Objectif de l'exercice —
Renommez « Pins » en « Points » dans l'ensemble des données ci-dessous, puis recopiez toutes les lignes sans autre modification. N'incluez pas les images dans la réponse.

Contenu des données —
===
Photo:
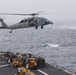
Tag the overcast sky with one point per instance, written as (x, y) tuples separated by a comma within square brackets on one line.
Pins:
[(63, 9)]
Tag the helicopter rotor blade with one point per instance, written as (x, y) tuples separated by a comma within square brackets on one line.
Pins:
[(14, 14), (32, 14)]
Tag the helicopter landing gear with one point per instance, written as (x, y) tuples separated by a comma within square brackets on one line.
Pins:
[(11, 31), (42, 27)]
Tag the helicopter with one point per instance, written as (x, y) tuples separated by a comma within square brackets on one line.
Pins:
[(33, 21)]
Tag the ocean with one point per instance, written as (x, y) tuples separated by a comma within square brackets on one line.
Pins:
[(56, 43)]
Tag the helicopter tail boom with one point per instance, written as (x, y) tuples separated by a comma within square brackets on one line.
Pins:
[(3, 23)]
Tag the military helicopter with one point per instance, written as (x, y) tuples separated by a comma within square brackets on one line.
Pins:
[(33, 21)]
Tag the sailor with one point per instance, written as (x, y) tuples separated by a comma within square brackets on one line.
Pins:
[(18, 70)]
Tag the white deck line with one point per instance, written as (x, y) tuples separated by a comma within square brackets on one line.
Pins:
[(42, 72)]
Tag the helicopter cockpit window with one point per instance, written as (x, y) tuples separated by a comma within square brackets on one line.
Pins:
[(23, 21)]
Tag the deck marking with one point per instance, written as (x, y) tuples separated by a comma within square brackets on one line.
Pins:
[(42, 72), (4, 65)]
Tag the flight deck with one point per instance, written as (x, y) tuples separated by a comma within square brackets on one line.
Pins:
[(49, 69)]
===
Corrigé —
Photo:
Tag the overcast sky with one point per instance, written as (x, y) tuples separated by a comma within square brackets on one line.
Points:
[(63, 9)]
Tag the helicopter rotor blade with one point per instance, written as (x, y) tuples separated by a comma within square brackets on one line.
Points:
[(14, 14), (32, 14)]
Tag the helicopter landing gear with one point per instance, written as (x, y) tuples separated by a comma within square brackets on one line.
Points:
[(11, 31), (42, 27)]
Tag the helicopter with one point per instance, written as (x, y) tuples separated by a comma within square brackets on one line.
Points:
[(33, 21)]
Tag the ocean with one point per instance, written as (x, y) tuples separated by a comma within square brackets on one line.
Points:
[(56, 43)]
Tag the helicopter tail boom with one point per instance, written as (x, y) tuples separated by a comma within square brackets on one line.
Points:
[(3, 23)]
Tag the military helicopter with one point per instance, written as (x, y) tuples separated by a comma within square brackets on one line.
Points:
[(33, 21)]
Tag the sailor with one point per instance, written as (x, y) tuples separated by a comma within square brackets on one line.
Points:
[(18, 70)]
Tag the white deck line with one point per instance, written as (x, y) tuples separated by a comma within square brackets on one line.
Points:
[(42, 72)]
Tag the helicopter cockpit window with one point per instance, written as (x, y) tuples separated by a comma within square brackets on one line.
Points:
[(23, 21)]
Tag the deck marking with one point per instance, written as (x, y) tuples separated by a comma within square brackets on one line.
Points:
[(42, 72), (4, 65)]
Tag the flight deck with one point per instance, written as (x, y) tuples separated by a comma within square brackets on one line.
Points:
[(49, 69)]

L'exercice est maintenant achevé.